◆ Requirement
Rewrite every line from the line with "TARGET: video board" through the end of the records, moving each x and y coordinate in the answers down by 107.

### Record extracts ###

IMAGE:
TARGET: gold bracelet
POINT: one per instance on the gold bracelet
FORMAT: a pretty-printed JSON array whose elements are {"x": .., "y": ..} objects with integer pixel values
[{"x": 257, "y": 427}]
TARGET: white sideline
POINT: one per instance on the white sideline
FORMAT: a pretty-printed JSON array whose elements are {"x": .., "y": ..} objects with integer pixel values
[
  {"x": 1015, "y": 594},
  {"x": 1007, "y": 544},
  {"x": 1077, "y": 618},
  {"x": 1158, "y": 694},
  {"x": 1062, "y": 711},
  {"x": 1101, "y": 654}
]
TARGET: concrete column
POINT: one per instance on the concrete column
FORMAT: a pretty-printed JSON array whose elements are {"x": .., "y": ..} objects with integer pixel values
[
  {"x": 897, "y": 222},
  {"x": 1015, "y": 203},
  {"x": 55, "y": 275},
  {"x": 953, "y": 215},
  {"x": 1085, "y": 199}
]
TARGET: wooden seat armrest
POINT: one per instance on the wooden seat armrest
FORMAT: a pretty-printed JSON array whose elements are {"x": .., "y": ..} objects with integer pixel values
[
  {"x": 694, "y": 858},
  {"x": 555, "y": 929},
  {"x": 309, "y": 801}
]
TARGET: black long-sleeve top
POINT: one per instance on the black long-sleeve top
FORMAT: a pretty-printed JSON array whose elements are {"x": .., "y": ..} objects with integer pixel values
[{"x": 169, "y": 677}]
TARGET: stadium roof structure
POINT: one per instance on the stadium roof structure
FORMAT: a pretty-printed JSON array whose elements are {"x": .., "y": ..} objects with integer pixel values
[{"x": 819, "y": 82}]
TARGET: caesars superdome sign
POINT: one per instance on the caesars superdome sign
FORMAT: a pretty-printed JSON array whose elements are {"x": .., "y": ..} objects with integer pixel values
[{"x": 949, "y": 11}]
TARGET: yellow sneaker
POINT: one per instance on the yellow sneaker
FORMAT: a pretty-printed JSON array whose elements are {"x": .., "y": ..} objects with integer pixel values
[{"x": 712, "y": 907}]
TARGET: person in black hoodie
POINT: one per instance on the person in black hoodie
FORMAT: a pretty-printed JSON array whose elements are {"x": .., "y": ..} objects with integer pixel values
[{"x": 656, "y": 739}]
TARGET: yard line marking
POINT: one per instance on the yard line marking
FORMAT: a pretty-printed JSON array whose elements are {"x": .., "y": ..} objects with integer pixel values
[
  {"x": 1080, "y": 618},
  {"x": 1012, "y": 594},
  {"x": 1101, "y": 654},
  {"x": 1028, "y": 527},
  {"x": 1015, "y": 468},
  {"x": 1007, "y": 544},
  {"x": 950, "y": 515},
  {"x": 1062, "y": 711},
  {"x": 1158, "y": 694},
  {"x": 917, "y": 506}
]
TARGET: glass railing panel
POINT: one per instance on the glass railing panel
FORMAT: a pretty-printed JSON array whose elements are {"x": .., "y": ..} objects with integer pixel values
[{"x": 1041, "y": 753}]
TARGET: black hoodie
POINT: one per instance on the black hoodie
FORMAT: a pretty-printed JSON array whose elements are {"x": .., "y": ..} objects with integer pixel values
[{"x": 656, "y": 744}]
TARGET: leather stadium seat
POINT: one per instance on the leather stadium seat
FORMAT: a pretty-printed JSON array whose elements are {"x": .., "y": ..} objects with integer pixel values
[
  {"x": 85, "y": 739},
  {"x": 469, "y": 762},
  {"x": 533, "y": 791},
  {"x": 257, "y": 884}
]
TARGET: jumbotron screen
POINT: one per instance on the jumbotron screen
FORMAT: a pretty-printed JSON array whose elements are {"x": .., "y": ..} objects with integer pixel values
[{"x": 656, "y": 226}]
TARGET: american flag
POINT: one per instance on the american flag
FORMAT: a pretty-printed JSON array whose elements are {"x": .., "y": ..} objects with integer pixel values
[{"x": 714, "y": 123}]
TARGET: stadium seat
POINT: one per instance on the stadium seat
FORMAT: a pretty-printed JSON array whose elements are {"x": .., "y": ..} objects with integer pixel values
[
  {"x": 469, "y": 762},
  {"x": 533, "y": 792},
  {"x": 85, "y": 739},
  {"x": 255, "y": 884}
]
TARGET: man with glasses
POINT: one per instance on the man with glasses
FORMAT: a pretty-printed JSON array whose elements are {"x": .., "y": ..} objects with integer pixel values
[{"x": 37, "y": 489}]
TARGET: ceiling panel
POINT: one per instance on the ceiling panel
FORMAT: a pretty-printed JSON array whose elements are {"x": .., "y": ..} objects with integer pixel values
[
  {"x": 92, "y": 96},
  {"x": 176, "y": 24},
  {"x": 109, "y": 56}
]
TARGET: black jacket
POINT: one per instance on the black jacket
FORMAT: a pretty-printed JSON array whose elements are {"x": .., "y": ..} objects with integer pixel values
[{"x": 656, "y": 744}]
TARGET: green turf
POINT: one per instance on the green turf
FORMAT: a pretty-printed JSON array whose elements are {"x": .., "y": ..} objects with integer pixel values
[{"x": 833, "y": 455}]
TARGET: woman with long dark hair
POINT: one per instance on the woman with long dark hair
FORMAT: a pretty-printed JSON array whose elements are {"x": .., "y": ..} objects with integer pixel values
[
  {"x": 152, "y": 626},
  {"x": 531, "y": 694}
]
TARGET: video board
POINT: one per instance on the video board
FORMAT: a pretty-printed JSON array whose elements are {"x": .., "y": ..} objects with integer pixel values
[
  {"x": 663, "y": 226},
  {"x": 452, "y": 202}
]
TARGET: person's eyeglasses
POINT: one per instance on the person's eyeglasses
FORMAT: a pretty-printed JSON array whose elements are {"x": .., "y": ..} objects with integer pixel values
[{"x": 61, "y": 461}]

###

◆ Response for this exercise
TARGET: video board
POINT: one per instance on the video board
FORMAT: a pretty-printed JSON array whose elements are {"x": .., "y": ..} objects with integer pixel values
[
  {"x": 556, "y": 119},
  {"x": 345, "y": 95}
]
TARGET: person's eyeglasses
POINT: one per instance on the person's eyeglasses
FORMAT: a pretty-printed JSON array whose elements are {"x": .., "y": ..} objects with integer pixel values
[{"x": -46, "y": 354}]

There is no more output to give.